> **What to do**: Would you print the records as they stand, down to the last character?

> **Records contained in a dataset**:
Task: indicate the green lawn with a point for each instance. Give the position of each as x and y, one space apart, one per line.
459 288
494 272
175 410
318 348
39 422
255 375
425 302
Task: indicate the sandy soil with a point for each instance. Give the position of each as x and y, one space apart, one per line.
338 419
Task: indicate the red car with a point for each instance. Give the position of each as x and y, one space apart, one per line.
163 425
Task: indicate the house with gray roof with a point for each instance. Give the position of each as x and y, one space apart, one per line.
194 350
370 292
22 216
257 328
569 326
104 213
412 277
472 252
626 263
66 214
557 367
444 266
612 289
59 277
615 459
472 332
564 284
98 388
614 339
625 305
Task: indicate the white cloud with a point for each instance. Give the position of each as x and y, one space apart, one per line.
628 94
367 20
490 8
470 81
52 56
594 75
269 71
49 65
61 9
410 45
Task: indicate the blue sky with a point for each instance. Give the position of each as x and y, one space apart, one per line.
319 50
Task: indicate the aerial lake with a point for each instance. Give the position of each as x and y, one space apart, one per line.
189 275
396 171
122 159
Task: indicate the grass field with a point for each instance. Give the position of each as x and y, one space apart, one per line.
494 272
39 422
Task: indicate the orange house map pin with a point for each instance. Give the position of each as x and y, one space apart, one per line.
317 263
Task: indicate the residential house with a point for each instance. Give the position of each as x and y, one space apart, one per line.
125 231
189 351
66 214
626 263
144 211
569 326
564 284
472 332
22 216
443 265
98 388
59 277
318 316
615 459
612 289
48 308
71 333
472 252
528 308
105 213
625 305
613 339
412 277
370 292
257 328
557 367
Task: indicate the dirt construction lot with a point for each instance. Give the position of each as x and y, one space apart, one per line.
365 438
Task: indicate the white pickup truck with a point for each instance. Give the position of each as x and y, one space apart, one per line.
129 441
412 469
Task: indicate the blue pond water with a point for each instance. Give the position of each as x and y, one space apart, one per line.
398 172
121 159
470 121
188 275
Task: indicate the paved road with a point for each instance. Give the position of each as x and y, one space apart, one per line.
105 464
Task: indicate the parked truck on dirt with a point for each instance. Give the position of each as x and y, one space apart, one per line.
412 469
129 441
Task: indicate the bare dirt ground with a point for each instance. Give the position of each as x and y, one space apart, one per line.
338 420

> **Reply to the task**:
Task: indicate the green lawn with a point for each instance. Give the position of each as x and y, one space apart, one per line.
459 288
494 272
175 410
318 348
39 422
255 375
425 302
Task: indicate the sandy soil with a point for each instance. Give the position of each as x and y, one space apart, one per line.
338 419
Task: indicate the red car with a point for each instance. Give the position of each as x and y, one space apart, one per line.
163 425
Task: indicate the house with gray roof with a point for each instance. Give the position of each as x and y, one space apart, one per line.
194 350
370 292
22 216
257 328
569 326
104 213
412 277
472 252
626 263
66 214
557 367
444 266
612 289
59 277
615 459
472 332
564 284
98 388
614 339
625 305
Task: indicate the white cloud with a point for each instance. Give the position of each as x and y, one space apart, one per line.
628 94
367 20
490 8
470 81
52 56
594 75
269 71
49 65
61 9
410 45
Task: indicate the blue sky with a point for each instance. Give the position of each as x and y, one space apart, one per line.
319 50
Task: indicate the aerial lake with a point for each instance. Give the position of each as x and y, one space apart, one per line.
189 275
396 171
122 159
Task: indicate the grass field with a point for each instance. Give the position of each as x and y, one space apart, one per line.
494 272
39 422
Task: indicate the orange house map pin with a point for each instance. Give the position of each as x and y, one space apart, one per line.
317 263
Task: indicate the residential house with a point for each instance. Give the position of each as x and y, one space apart, one per line.
125 231
189 351
66 214
626 263
144 211
569 326
564 284
472 332
22 216
443 265
98 388
59 277
318 316
615 459
612 289
48 308
71 333
472 252
528 308
105 213
625 305
613 339
412 277
370 292
257 328
557 367
Task: indicate the dirt construction lot with a point for each instance. Give the position of each as x and y, one space apart, one per line.
365 438
Task: indicate the white pickup truck with a point for each instance. Give the position of each as x and y, one space apart, one per line.
129 441
412 469
Task: indicate the blue pond water with a point for each instance. Give the position of each as x and y, one space apart, one per line.
398 172
121 159
470 121
188 275
Task: indicate the paved road with a point for each instance. Give the position of each as x and y, one space apart, one per line.
105 464
Task: indicate the parked truck on dirt with a point for each instance. Give the position of each as x and y, one space apart, one per line.
412 469
129 441
Task: indicate the bare dirt ground with a point for each instance. Give the position of each as x and y, one space apart, one per line.
338 420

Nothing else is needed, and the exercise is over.